▶ _Written task_:
Copy out every one of the following items word for word.
[BEGIN Records shown]
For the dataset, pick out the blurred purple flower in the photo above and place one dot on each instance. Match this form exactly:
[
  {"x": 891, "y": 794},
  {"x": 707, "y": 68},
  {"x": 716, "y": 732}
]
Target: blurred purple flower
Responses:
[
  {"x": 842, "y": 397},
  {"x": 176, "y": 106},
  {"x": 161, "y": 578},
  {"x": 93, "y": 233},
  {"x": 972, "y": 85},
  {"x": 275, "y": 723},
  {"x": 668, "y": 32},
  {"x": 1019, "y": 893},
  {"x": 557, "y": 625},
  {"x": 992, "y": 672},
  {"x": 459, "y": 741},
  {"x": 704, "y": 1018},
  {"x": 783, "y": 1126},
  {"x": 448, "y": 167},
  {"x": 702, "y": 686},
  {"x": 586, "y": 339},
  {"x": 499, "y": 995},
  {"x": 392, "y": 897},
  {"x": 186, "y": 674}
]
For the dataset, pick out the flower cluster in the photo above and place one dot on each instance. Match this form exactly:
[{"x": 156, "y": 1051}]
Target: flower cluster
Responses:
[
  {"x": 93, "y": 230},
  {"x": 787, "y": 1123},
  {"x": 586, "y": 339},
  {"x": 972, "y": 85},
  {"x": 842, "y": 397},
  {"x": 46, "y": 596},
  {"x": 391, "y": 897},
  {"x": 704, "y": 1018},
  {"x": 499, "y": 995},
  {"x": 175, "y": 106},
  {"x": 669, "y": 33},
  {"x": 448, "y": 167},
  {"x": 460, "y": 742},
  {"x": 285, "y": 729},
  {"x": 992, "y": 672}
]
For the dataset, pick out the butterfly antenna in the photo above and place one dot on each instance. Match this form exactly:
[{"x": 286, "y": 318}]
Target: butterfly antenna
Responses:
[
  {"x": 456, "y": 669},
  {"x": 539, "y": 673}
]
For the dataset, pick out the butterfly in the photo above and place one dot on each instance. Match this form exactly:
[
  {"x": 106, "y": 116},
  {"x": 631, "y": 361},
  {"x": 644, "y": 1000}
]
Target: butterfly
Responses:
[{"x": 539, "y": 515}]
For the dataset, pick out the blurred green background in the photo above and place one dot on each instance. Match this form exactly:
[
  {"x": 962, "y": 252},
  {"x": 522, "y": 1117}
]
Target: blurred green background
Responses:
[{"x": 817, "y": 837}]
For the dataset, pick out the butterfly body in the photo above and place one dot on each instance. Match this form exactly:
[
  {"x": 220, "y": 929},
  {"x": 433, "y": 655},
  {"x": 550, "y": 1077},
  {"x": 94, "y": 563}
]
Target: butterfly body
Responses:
[END Records shown]
▶ _The solution_:
For the dataset, pick out the blurred purple flower in the photo above and place one dot on each instance. Match this form exactly:
[
  {"x": 891, "y": 794},
  {"x": 707, "y": 68},
  {"x": 716, "y": 732}
]
Target: blurred purple flower
Responses:
[
  {"x": 842, "y": 397},
  {"x": 176, "y": 106},
  {"x": 161, "y": 578},
  {"x": 93, "y": 233},
  {"x": 972, "y": 85},
  {"x": 275, "y": 723},
  {"x": 668, "y": 32},
  {"x": 1019, "y": 893},
  {"x": 557, "y": 625},
  {"x": 992, "y": 672},
  {"x": 459, "y": 741},
  {"x": 704, "y": 1018},
  {"x": 783, "y": 1126},
  {"x": 448, "y": 167},
  {"x": 702, "y": 686},
  {"x": 586, "y": 339},
  {"x": 499, "y": 995},
  {"x": 392, "y": 897},
  {"x": 186, "y": 674}
]
For the dataset, pick out the flower cluster in the photo above and place one dot on each instance. Match this form exactly:
[{"x": 156, "y": 1051}]
Target: flower cluster
Responses:
[
  {"x": 93, "y": 230},
  {"x": 787, "y": 1123},
  {"x": 586, "y": 339},
  {"x": 972, "y": 85},
  {"x": 842, "y": 397},
  {"x": 46, "y": 596},
  {"x": 391, "y": 897},
  {"x": 704, "y": 1018},
  {"x": 499, "y": 995},
  {"x": 175, "y": 106},
  {"x": 669, "y": 33},
  {"x": 448, "y": 167},
  {"x": 460, "y": 742},
  {"x": 285, "y": 729},
  {"x": 992, "y": 672}
]
For the dataset, pick out the butterfly antenna in the photo above and place one dot on each instance. Match this form exactly:
[{"x": 286, "y": 318}]
Target: butterfly antenna
Responses:
[
  {"x": 456, "y": 669},
  {"x": 539, "y": 673}
]
For the dataset, pick out the butterfly in the photo above and place one dot on each instance. Match this form exactly:
[
  {"x": 106, "y": 116},
  {"x": 631, "y": 361},
  {"x": 644, "y": 1000}
]
Target: butterfly
Responses:
[{"x": 539, "y": 515}]
For the dataset, pick out the blurred green background in the photo above and place one dot on each instance. Match this form exactly:
[
  {"x": 962, "y": 252},
  {"x": 522, "y": 1117}
]
Target: blurred green background
Responses:
[{"x": 817, "y": 837}]
For the dataset, pick out the butterfly body in the photo above and place one dot on each instance. Match this form exactly:
[
  {"x": 220, "y": 929},
  {"x": 433, "y": 655},
  {"x": 550, "y": 1077},
  {"x": 94, "y": 563}
]
Target: butterfly body
Responses:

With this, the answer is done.